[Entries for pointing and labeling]

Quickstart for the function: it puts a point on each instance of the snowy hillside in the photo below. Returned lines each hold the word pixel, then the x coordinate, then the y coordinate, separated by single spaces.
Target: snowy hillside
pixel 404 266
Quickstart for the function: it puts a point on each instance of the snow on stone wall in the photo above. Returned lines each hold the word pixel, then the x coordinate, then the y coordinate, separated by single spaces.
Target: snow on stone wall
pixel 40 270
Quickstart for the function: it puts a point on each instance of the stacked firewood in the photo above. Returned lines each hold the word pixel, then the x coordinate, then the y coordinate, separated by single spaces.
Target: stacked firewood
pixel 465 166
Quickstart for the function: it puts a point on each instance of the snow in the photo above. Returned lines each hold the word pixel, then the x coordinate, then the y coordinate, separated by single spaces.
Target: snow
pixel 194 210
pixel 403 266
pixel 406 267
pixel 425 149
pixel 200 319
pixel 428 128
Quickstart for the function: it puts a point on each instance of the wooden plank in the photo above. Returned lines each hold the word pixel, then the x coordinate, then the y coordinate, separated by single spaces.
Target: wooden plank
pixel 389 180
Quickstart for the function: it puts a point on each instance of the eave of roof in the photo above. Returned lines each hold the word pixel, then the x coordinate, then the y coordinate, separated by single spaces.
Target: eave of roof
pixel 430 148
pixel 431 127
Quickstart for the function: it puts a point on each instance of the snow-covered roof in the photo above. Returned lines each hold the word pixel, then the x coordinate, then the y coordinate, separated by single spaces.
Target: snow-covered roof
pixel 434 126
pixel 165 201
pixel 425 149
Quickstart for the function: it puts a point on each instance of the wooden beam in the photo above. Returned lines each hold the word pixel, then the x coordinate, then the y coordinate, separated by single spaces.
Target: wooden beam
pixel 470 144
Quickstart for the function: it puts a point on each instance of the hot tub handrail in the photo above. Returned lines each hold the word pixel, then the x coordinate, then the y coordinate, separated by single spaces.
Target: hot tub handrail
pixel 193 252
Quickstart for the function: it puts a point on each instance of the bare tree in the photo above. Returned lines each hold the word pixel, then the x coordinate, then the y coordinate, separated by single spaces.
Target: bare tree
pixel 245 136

*TASK INSTRUCTIONS*
Update all of the records above by changing every "Target" to "Object", and write them out again with nothing else altered.

*PROBLEM SOLUTION*
Quickstart for the function: it puts a point on each instance of the snowy hillside in the photo below. Returned lines each hold the word pixel, then the x coordinate, then the y coordinate, separated by single spaces.
Object: snowy hillside
pixel 404 266
Quickstart for the function: it puts a point on each instance of the snow on stone wall in the photo above. Returned lines each hold the word pixel, then the x coordinate, then the y coordinate, separated by single spaces.
Object: snow on stone wall
pixel 40 270
Quickstart for the function: it puts a point on each instance of the stacked firewood in the photo above. Returned lines each hold the word pixel, then the x coordinate, then the y coordinate, separated by single spaces.
Object: stacked firewood
pixel 465 166
Quickstart for the function: it puts a point on each instance of the snow in the photo above. Returned lines each hold the word pixel, then the x coordinate, then the y coordinate, separated by single spaces.
Object: snow
pixel 194 210
pixel 403 266
pixel 406 267
pixel 425 149
pixel 200 319
pixel 428 128
Quickstart for the function: it puts a point on each instance of the wooden plank in the photo above. Returned lines each hold the word pixel, then the x coordinate, then the y coordinate, separated by single spaces.
Object: wooden plank
pixel 389 180
Quickstart for the function: it puts a point on each instance of the eave of roof in the photo above. Returned lines each hold the word pixel, then the x coordinate, then the y coordinate, separated by single spaces.
Object: eave of roof
pixel 430 148
pixel 431 127
Quickstart for the function: it puts a point on each instance of the snow-covered roof in the photo above. Returned lines each hold the word pixel, then the x coordinate, then the y coordinate, separated by single spaces.
Object: snow-covered roof
pixel 434 126
pixel 165 201
pixel 425 149
Quickstart for the function: it puts a point on each instance of the wooden beam in the photo above. Returned lines each hold the word pixel, then the x coordinate, then the y coordinate, separated by single spaces.
Object: wooden beam
pixel 470 144
Quickstart for the function: it puts a point on each instance of the hot tub handrail in the photo above. Returned lines each hold the word pixel, then the x coordinate, then the y coordinate, separated by single spaces.
Object: hot tub handrail
pixel 193 252
Quickstart for the function: it puts a point on each instance of the bare tree in the photo above. Returned lines each hold the word pixel, then the x coordinate, then the y coordinate, separated by single spaces.
Object: bare tree
pixel 245 136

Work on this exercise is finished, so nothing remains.